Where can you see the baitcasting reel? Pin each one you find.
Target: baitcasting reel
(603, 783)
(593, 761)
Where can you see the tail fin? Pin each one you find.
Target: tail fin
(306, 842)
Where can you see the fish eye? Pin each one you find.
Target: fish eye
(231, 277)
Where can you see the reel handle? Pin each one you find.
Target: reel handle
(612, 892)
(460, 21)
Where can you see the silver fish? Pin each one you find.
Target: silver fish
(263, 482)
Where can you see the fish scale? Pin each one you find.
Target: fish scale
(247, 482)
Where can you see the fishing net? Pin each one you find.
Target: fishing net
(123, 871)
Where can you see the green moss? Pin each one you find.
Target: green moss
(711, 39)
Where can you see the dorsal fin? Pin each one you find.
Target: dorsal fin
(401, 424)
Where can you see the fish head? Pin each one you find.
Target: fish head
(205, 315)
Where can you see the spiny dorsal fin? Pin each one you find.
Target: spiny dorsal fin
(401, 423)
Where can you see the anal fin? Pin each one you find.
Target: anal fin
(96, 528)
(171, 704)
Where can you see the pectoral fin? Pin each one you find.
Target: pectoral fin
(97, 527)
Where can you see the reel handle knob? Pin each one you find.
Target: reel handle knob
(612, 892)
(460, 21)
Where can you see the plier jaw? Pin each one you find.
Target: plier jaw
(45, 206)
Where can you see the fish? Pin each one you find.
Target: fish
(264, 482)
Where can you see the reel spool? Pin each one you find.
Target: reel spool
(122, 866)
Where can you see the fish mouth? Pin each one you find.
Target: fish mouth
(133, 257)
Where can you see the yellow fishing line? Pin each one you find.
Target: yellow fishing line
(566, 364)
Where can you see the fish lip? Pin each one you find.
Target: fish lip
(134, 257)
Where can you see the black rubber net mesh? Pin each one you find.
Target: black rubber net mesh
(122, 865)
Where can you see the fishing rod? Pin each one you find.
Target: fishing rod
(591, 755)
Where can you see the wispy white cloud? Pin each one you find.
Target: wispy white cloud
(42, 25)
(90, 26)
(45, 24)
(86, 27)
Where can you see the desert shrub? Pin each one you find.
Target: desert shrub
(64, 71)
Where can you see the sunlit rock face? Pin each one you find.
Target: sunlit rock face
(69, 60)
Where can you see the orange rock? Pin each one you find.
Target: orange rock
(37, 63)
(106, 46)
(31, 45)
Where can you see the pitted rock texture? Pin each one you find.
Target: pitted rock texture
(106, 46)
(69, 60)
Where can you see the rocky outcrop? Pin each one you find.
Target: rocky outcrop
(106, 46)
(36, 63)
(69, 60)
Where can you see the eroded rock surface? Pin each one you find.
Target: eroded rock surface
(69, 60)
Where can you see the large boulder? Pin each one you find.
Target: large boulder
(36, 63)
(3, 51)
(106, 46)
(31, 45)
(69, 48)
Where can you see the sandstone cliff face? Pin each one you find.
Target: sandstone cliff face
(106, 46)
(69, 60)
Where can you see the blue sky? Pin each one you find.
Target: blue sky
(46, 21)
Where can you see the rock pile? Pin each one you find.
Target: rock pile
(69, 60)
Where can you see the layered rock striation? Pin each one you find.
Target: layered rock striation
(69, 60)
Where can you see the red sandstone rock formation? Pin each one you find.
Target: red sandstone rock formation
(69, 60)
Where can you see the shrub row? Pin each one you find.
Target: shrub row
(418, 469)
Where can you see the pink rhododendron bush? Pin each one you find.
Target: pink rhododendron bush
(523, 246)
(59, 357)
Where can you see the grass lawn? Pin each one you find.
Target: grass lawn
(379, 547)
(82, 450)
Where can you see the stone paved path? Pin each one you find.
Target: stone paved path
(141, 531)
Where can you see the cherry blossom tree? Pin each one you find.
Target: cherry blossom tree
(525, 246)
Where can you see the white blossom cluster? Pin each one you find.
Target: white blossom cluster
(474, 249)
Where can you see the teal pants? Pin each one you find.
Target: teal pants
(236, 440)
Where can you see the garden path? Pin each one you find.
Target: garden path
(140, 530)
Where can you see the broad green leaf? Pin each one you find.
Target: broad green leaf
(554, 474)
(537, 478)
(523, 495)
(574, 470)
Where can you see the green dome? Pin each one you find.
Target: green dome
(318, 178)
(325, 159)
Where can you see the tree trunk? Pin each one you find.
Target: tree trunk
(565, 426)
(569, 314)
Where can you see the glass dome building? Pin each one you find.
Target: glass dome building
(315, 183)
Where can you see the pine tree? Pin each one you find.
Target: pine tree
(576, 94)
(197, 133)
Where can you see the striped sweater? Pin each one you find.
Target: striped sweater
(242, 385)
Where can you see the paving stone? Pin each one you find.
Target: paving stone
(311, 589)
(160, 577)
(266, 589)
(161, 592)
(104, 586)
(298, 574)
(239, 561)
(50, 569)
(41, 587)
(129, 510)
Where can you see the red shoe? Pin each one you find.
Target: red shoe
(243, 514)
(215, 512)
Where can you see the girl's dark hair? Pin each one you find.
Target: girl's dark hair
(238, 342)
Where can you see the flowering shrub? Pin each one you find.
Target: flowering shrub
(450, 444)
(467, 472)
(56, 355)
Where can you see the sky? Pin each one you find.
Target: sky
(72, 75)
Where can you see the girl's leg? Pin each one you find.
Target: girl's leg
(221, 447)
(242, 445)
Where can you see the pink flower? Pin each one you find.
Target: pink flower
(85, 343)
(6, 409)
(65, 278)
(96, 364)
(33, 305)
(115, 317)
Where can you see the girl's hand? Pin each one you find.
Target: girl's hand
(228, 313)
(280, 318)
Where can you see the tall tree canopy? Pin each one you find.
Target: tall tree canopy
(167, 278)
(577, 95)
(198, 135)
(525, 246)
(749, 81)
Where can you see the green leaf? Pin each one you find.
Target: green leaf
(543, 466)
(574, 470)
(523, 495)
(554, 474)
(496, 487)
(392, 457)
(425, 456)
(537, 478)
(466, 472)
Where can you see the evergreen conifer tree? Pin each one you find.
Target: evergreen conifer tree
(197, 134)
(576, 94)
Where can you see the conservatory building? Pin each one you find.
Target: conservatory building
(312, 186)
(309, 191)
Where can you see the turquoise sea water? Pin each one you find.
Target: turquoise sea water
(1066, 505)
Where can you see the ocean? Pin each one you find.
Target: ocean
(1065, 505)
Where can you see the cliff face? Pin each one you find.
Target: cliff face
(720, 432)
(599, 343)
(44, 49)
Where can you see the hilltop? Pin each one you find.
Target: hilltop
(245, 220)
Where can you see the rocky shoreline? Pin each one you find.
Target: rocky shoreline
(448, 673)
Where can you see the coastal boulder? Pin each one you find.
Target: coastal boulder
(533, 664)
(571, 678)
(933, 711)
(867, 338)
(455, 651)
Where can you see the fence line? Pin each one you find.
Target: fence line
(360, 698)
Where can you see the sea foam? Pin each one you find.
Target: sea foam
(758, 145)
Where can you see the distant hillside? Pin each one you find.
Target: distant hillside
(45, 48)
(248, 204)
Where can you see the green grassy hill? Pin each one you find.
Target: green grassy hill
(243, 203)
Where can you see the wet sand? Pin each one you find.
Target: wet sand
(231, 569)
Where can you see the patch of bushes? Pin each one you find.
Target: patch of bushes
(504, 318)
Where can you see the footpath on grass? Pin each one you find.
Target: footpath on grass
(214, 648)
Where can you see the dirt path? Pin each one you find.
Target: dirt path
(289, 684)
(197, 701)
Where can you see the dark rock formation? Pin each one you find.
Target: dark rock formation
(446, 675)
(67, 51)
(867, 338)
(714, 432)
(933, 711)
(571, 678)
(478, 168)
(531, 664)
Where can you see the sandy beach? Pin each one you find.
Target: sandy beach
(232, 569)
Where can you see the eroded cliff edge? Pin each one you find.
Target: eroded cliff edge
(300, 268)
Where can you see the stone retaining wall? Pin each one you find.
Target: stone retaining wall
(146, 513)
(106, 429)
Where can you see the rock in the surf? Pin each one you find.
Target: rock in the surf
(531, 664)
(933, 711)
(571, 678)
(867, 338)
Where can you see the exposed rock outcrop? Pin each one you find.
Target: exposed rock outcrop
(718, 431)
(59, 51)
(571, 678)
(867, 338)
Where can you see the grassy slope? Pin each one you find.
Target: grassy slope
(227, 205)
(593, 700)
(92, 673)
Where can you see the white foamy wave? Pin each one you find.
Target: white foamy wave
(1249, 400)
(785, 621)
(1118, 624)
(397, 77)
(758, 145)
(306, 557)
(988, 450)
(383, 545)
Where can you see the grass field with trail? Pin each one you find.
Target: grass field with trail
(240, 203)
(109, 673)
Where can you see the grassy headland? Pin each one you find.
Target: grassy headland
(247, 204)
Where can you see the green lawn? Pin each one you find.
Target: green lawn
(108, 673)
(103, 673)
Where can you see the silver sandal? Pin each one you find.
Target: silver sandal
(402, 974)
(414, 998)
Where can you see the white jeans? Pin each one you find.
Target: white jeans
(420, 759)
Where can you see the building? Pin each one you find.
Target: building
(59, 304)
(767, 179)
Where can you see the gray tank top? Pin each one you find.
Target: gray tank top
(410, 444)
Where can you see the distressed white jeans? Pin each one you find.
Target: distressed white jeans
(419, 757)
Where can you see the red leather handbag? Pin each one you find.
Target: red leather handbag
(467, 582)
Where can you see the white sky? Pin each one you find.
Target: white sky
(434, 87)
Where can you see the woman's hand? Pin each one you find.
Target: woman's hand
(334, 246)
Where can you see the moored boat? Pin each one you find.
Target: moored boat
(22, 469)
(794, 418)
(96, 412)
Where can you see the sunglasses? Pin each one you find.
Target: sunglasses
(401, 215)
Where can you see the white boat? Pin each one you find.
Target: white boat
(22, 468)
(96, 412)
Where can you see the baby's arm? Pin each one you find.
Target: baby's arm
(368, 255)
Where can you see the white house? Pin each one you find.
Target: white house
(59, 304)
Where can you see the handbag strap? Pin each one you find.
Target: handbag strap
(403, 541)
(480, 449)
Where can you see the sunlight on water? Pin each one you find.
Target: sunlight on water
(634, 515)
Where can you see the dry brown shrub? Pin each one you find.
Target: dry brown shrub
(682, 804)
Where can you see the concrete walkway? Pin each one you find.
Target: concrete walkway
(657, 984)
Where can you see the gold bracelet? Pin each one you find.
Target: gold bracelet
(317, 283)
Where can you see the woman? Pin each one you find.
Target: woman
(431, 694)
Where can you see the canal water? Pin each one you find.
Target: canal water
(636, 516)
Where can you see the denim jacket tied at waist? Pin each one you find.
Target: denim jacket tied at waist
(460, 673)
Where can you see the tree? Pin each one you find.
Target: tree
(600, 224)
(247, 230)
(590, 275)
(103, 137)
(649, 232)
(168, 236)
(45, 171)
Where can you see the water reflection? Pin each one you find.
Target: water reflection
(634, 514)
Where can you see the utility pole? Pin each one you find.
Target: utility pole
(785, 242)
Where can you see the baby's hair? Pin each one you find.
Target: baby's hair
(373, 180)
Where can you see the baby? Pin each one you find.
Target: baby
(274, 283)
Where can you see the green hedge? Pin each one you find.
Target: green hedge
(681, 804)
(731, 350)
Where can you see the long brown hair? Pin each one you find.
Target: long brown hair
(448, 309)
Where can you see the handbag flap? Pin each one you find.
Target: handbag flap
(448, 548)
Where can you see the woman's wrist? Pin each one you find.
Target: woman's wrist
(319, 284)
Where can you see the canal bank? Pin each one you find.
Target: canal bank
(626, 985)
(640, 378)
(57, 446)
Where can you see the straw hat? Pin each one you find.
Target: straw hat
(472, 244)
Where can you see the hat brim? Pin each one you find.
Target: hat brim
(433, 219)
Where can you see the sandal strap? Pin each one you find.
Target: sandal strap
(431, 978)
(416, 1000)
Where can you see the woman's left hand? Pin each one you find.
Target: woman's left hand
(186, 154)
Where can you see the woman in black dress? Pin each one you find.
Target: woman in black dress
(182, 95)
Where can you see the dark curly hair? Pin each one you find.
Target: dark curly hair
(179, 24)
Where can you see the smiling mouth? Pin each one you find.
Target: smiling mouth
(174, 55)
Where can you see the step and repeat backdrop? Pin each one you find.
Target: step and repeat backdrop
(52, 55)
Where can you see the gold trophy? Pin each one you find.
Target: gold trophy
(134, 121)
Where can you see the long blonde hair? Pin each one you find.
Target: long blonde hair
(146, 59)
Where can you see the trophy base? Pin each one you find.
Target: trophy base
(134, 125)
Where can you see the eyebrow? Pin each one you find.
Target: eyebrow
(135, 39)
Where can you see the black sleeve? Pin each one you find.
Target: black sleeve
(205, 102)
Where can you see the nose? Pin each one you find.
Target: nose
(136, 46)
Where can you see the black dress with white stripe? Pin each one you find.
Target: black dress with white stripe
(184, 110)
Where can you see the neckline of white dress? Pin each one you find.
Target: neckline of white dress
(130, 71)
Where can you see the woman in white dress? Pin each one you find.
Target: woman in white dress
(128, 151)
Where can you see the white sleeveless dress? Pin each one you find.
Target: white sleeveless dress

What needs to be done
In the listing above, find the line containing "Where can you see the evergreen" and the line containing "Where can you see the patch", then quote both, plus every line between them, exactly as written.

Task output
Where can you see the evergreen conifer tree? Pin each one you find.
Target: evergreen conifer tree
(197, 134)
(576, 94)
Where can you see the conservatory building? Pin each one you find.
Target: conservatory building
(312, 186)
(309, 191)
Where can you see the turquoise sea water? Pin each one you find.
Target: turquoise sea water
(1066, 505)
Where can you see the ocean? Pin each one you find.
Target: ocean
(1065, 505)
Where can you see the cliff face? Pin each one you find.
Target: cliff face
(720, 432)
(599, 343)
(44, 49)
Where can you see the hilltop? Pin each one you find.
Target: hilltop
(245, 220)
Where can you see the rocky shoreline? Pin each one you find.
Target: rocky shoreline
(448, 673)
Where can you see the coastal boulder? Pin each one you find.
Target: coastal boulder
(533, 664)
(571, 678)
(933, 711)
(867, 338)
(455, 651)
Where can you see the fence line? Pin each one you find.
Target: fence line
(360, 698)
Where can you see the sea foam? Pin each one you find.
Target: sea foam
(758, 145)
Where can you see the distant hillside? Pin each one you find.
Target: distant hillside
(45, 48)
(248, 204)
Where can you see the green grassy hill? Pin each one you find.
Target: green grassy hill
(243, 203)
Where can you see the wet sand? Pin each one you find.
Target: wet sand
(231, 569)
Where can you see the patch of bushes? Pin each one you find.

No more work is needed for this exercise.